GOAL: Please copy exactly the part of the records that opens with the line containing "sample: [390, 198]." and runs to the end of the records, both ends included. Give nothing else.

EXERCISE DATA:

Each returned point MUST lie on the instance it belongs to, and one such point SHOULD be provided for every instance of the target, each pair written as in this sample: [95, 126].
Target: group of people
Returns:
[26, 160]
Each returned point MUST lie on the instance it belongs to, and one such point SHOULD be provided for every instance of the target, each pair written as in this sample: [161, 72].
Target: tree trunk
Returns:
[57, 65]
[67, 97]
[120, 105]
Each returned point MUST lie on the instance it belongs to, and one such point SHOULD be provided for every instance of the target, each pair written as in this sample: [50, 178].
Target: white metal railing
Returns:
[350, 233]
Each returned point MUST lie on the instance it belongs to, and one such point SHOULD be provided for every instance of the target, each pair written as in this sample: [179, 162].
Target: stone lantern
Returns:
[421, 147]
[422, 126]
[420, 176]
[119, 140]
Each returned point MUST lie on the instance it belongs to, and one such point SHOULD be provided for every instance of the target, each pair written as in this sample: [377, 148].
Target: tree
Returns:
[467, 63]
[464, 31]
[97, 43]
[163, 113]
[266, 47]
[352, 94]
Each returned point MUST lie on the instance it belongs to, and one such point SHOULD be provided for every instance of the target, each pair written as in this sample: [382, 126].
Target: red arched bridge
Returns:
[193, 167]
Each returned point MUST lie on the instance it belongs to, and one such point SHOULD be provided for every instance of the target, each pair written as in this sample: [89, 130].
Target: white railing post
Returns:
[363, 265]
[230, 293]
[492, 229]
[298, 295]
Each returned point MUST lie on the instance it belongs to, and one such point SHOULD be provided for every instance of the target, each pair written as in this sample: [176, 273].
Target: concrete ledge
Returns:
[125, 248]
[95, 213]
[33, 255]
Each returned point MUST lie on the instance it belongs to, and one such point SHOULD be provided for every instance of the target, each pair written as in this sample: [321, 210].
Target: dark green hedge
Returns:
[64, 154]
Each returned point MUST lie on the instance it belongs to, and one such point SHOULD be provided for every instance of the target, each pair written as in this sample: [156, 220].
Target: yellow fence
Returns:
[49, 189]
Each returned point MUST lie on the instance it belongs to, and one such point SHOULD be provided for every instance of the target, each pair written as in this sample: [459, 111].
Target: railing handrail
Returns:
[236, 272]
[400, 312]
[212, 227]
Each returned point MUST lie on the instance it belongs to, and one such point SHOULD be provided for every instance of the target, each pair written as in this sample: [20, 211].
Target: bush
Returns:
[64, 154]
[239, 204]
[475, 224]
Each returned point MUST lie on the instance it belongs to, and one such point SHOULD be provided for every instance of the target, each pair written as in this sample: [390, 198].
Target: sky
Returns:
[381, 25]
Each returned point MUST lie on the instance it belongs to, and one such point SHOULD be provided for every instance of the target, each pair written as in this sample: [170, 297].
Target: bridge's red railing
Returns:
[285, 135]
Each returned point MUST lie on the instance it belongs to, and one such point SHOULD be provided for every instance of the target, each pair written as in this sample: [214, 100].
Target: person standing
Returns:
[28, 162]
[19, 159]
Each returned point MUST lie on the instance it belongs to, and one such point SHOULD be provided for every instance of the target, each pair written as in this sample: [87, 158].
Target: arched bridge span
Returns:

SOLUTION TO THE EXERCISE:
Each returned point MUST lie on the instance it belongs to, and one such point SHOULD be provided for every instance of the target, each pair written as in this sample: [390, 198].
Target: sky
Returns:
[381, 25]
Each returned point MUST lie on the instance it belongs to, and one such point SHOULD be provided for every instance of the target, each pair written as in this sample: [170, 297].
Target: bridge's red railing
Returns:
[285, 135]
Each returned point MUST lie on the instance it belongs to, and one such point SHOULD be provided for every instance of the target, each pair written as in this sample: [214, 100].
Target: person standing
Returns:
[28, 162]
[19, 159]
Each returned point MUST lie on the instance it belongs to, and one such point SHOULD be provided for every instance of the target, each pair written as in this sample: [87, 158].
Target: arched bridge span
Returns:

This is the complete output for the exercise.